### Alıntı Metin
== == ==
Maxi Magazin Rota’da bu hafta: İstanbul’un Başlıca Tarihi Hanları
İstanbul’un Tarihi Hanlarında Geçmişe Yolculuk
İstanbul’da ne kadar vakit geçirmiş olursanız olun her zaman keşfedilecek gizli bir hazine bulabilirsiniz. Keşfetmenin en güzel yolu ise şehrin sokaklarında dolaşmaktan geçer. İstanbul’un karmaşasında yaşamaya alışmış biri olabilirsiniz ya da gezmeye gelmiş bir turist… İster arkadaş grubunuzla olun, ister kendinize güzel bir gün hediye etmek isteyin. İstanbul’un tarihi hanlarında geçmişe doğru bir yolculuğa çıkabilirsiniz.
Zaman yolculuğu konusunda Tarihi Yarımada bir cennet. Kapalıçarşı, Mısır Çarşısı, Çemberlitaş ve Cağaloğlu güzergâhında hiç ummadığınız yerlerde karşınıza bambaşka dünyalar çıkabilir. Başka bir zaman dilimine ait kapılardan bambaşka bir zamana ışınlanmak çok zor değil. Bu gezinin bonusu ise içerisinde bolca lezzetli durak barındırmasıdır.
== == ==
### Sağlanan Malzeme

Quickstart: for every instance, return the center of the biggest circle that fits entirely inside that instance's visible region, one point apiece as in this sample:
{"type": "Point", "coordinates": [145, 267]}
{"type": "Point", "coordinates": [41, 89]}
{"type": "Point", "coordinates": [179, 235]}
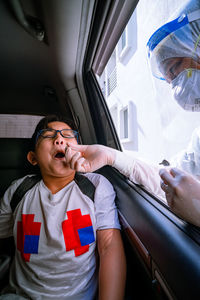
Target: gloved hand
{"type": "Point", "coordinates": [89, 158]}
{"type": "Point", "coordinates": [182, 192]}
== == ==
### Yapılacak İş
İstanbul’un tarihi hanlarını anlatan metinde "Zaman yolculuğu konusunda" ifadesinden başlayıp "lezzetli durak barındırmasıdır." ifadesine kadar, bu ifade de dahil olmak üzere, bölümü aynen aktarın.

### Yanıt
Zaman yolculuğu konusunda Tarihi Yarımada bir cennet. Kapalıçarşı, Mısır Çarşısı, Çemberlitaş ve Cağaloğlu güzergâhında hiç ummadığınız yerlerde karşınıza bambaşka dünyalar çıkabilir. Başka bir zaman dilimine ait kapılardan bambaşka bir zamana ışınlanmak çok zor değil. Bu gezinin bonusu ise içerisinde bolca lezzetli durak barındırmasıdır.